### SELECTED PASSAGE
Low shear stress inhibits endothelial mitophagy via caveolin-1/miR-7-5p/SQSTM1 signaling pathway.

BACKGROUND AND AIMS

Mitophagy plays a crucial role in mitochondrial homeostasis and is closely associated with endothelial function. However, the mechanism underlying low blood flow shear stress (SS), detrimental cellular stress, regulating endothelial mitophagy is unclear. This study aimed to investigate whether low SS inhibits endothelial mitophagy via caveolin-1 (Cav-1)/miR-7-5p/Sequestosome 1 (SQSTM1) signaling pathway.

METHODS

Low SS in vivo modeling was induced using a perivascular SS modifier implanted in the carotid artery of mice. In vitro modeling, low and physiological SS (4 and 15 dyn/cm, respectively) were exerted on human aortic endothelial cells using a parallel plate chamber system.

RESULTS

Compared with physiological SS, low SS significantly inhibited endothelial mitophagy shown by down-regulation of SQSTM1, PINK1, Parkin, and LC 3II expressions. Deficient mitophagy deteriorated mitochondrial dynamics shown by up-regulation of Mfn1 and Fis1 expression and led to decreases in mitochondrial membrane potential. Cav-1 plays a bridging role in the process of low SS inhibiting mitophagy. The up-regulated miR-7-5p expression induced by low SS was suppressed after Cav-1 was silenced. The results of dual-luciferase reporter assays showed that miR-7-5p targeted inhibiting the SQSTM1 gene. Oxidative stress reaction shown by the elevation of reactive oxygen species and O and endothelial dysfunction by the decrease in nitric oxide and the increase in macrophage chemoattractant protein-1 were associated with the low SS inhibiting endothelial mitophagy process.

CONCLUSIONS

Cav-1/miR-7-5p/SQSTM1 signaling pathway was the mechanism underlying low SS inhibiting endothelial mitophagy that involves mitochondrial homeostasis impairment and endothelial dysfunction.

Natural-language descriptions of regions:
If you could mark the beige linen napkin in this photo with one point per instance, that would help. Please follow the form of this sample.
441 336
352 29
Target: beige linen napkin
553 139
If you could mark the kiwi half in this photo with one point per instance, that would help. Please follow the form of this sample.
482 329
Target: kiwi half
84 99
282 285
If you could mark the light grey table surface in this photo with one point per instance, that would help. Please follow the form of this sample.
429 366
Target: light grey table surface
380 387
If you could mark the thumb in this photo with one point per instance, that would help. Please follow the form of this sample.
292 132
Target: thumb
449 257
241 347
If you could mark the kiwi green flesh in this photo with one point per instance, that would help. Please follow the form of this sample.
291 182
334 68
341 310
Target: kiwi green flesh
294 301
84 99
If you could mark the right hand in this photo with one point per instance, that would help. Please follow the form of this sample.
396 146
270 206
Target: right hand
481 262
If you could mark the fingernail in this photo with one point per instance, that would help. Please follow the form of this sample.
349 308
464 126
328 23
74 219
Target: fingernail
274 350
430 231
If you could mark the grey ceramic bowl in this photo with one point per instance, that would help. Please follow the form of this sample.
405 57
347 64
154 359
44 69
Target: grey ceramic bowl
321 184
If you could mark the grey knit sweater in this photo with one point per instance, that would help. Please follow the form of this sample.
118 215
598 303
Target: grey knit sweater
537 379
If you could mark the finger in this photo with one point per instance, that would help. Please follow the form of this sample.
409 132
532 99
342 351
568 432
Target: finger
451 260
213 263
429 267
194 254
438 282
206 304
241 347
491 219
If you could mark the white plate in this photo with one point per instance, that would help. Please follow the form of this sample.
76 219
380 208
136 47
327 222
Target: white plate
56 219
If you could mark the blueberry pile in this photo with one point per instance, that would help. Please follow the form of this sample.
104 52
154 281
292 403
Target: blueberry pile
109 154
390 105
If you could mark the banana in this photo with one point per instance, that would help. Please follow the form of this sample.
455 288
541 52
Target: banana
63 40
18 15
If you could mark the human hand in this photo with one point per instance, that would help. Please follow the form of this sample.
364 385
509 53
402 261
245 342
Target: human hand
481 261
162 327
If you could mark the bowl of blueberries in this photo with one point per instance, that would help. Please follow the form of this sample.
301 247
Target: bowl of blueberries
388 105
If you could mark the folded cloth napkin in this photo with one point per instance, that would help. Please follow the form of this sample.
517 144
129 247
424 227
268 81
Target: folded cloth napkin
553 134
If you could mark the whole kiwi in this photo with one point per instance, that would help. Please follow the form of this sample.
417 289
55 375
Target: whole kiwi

### EXERCISE
Repeat, word for word, the stretch of the abstract on low shear stress and endothelial mitophagy from "CONCLUSIONS" through "and endothelial dysfunction.". Rely on the abstract alone.

### ANSWER BOX
CONCLUSIONS

Cav-1/miR-7-5p/SQSTM1 signaling pathway was the mechanism underlying low SS inhibiting endothelial mitophagy that involves mitochondrial homeostasis impairment and endothelial dysfunction.